妊活ブログを読んでいると「9週の壁」という言葉がよく出てきますが、医学的な根拠がある訳ではなく、9週目に流産リスクが上がる訳ではありません。実際、週数別の流産リスクデータを見ると、週数が増えるにつれて確率が下がっていくのが分かります。
妊活していない限りは、4週あたりで妊娠検査薬を使ったり産科クリニックで診察を受けることは稀でしょうから、妊娠に気付かないうちに化学流産してしまっている人も多いというのが実態ではないでしょうか。妊娠6〜7週で初めて妊娠が分かり、その次の9週検診で心拍停止していると、あたかも9週で突然赤ちゃんが亡くなってしまったように見えますが、実は染色体異常で元々自然淘汰される予定の命だった可能性が高いのです。
となると心拍確認できた後の本当の壁はいつなのかということですが、自分は母体と営養や老廃物の受渡しができる胎盤の形成ではないかと思っています。週数で言うと14〜16週で、安定期(妊娠中期)の始まりですから、やはりここが大きなマイルストンになるのではないでしょうか。
10年以上前のアメリカの学会誌の載っていた統計ですが、卵子ドナーから提供された卵子を使って凍結融解胚移植をした場合、8→10→12→16週における流産リスクは8.8→4.1→2.6→1.6%となっていて、8週ではまだ1割近くあった流産リスクが、妊娠中期に入る頃には2%前後まで落ちていることが分かります。

###

# [実施事項]
[A] 本文に基づき、次の問いに答えてください。
(i) 「9週の壁」という言葉がよく出てくるのは、何を読んでいるときですか。
(ii) 筆者が心拍確認後の本当の壁と考える時期は、週数で言うと何週ですか。
(iii) 卵子ドナーの卵子を使った凍結融解胚移植の統計で、16週における流産リスクは何%ですか。
[B] 本文のうち「10年以上前のアメリカの学会誌」で始まる段落を、主な事実を残して箇条書きにまとめてください。

# [記録]

###

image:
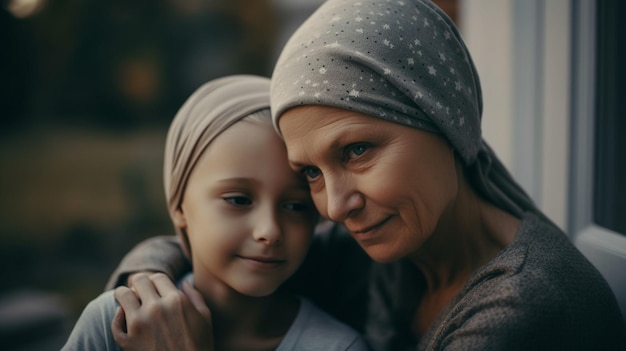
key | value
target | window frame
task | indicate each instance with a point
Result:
(605, 248)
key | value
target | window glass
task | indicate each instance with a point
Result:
(610, 149)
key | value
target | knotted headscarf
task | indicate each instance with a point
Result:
(209, 111)
(400, 60)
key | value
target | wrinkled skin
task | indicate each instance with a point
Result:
(155, 315)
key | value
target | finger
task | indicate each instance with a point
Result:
(129, 279)
(142, 284)
(197, 300)
(163, 284)
(118, 326)
(127, 299)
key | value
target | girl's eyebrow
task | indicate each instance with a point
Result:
(237, 181)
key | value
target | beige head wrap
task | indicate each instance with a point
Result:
(209, 111)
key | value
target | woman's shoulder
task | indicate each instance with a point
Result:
(92, 331)
(314, 329)
(541, 285)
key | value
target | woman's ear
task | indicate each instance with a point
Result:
(179, 218)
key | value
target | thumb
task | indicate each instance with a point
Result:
(197, 300)
(118, 326)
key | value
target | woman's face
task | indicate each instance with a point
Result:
(388, 184)
(249, 218)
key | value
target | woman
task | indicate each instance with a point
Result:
(379, 105)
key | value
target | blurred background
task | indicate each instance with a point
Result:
(88, 89)
(87, 92)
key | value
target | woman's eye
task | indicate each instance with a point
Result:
(356, 149)
(238, 200)
(311, 172)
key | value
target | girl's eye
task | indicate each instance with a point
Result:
(356, 149)
(311, 172)
(238, 200)
(297, 206)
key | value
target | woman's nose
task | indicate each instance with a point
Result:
(267, 228)
(342, 198)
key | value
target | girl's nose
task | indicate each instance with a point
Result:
(267, 228)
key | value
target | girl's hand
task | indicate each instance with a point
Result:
(155, 315)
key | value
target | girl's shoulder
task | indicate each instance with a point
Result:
(314, 329)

###

# [各項目の解答]
[A]
(i) 妊活ブログ
(ii) 14〜16週
(iii) 1.6%

[B]
・出典：10年以上前のアメリカの学会誌に掲載された統計
・対象：卵子ドナーから提供された卵子を用いた凍結融解胚移植
・流産リスク：8週 8.8%、10週 4.1%、12週 2.6%、16週 1.6%
・8週では1割近くあった流産リスクが、妊娠中期に入る頃には2%前後まで下がる